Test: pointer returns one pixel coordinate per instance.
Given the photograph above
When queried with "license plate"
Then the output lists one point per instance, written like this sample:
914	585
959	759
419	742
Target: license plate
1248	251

══════════════════════════════

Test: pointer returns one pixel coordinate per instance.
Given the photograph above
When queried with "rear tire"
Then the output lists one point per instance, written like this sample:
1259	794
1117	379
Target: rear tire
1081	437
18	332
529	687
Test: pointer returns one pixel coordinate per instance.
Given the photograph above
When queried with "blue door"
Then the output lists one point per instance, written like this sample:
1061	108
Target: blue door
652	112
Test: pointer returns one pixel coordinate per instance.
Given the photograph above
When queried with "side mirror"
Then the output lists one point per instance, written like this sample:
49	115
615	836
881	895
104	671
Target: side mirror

══════════════════════════════

What the task asks =>
Return, in full, every line above that contains the word "side".

Task solution =>
When queried with "side mirror"
Target: side mirror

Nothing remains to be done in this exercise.